Task brief:
The required output consists solely of the lines from the line containing "Q: Give the pixel coordinates of a point on the falling" through the end of the records, copied exactly.

Data shown:
-------
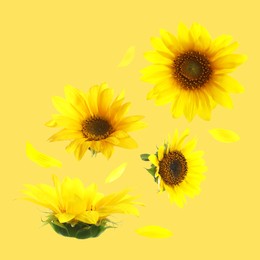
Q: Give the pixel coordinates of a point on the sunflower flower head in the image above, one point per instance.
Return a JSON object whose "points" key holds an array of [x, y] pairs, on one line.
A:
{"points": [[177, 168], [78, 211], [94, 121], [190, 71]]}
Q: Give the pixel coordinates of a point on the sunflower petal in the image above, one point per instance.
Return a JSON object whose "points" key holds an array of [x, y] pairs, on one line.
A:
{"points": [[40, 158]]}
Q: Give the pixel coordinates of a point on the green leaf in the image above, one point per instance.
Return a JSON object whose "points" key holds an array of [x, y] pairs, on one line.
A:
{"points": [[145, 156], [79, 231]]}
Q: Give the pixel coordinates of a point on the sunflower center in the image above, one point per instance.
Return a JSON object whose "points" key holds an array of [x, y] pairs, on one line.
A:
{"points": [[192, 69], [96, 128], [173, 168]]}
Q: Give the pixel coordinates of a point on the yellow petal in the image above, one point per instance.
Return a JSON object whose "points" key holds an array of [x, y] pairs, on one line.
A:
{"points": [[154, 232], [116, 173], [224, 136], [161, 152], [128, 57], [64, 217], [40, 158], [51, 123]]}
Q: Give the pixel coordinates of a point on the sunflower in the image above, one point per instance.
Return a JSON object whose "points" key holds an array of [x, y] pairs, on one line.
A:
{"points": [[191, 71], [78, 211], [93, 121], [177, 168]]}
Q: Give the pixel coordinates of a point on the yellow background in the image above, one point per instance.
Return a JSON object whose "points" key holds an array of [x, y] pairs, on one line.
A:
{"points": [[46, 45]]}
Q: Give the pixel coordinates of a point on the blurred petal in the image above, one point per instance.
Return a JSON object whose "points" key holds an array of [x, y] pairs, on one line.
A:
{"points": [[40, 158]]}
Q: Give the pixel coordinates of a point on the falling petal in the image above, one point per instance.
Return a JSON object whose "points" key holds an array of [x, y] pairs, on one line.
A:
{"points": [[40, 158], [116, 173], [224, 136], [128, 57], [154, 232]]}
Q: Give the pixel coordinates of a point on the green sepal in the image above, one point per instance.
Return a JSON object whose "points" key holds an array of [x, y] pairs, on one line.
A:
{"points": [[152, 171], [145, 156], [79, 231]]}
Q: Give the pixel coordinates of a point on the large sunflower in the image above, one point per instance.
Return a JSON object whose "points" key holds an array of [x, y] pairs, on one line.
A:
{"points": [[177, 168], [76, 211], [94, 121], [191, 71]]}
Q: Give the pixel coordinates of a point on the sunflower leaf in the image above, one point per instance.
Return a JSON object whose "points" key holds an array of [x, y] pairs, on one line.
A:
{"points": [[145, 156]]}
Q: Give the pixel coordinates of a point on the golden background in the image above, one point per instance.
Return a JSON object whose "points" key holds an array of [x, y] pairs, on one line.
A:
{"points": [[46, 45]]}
-------
Solution for this task:
Q: Give the pixel coordinates of a point on the falling petal in the image above, one point per instance.
Return a JSON object whose "points" key holds an array of [x, y] pairs, on one line.
A:
{"points": [[40, 158], [116, 173], [224, 136], [128, 57], [154, 232]]}
Q: Give the pixel coordinates of a point on the green sepal in the image above, one point per instance.
Return a JSON object whose "points" key holds an array of [x, y] pairs, on one line.
A:
{"points": [[152, 171], [145, 156], [79, 231]]}
Q: Give the pixel coordinates of a point on the large sunflower in the image above, one point per instance.
Return a JSON object whose "points" key holds an array of [x, y] pairs, on one line.
A:
{"points": [[177, 168], [76, 211], [94, 121], [191, 71]]}
Q: Give the pixel coordinates of a point on the sunflower leaf in the image above, one point per instance.
Return a JSON object whose "points" key holds an array of [x, y] pairs, on one line.
A:
{"points": [[145, 156]]}
Q: Give the pixel coordinates of a point on the golden background in the image above, one point per instance.
Return a JSON object whose "points" key holds an array of [x, y] pairs, on one line.
A:
{"points": [[46, 45]]}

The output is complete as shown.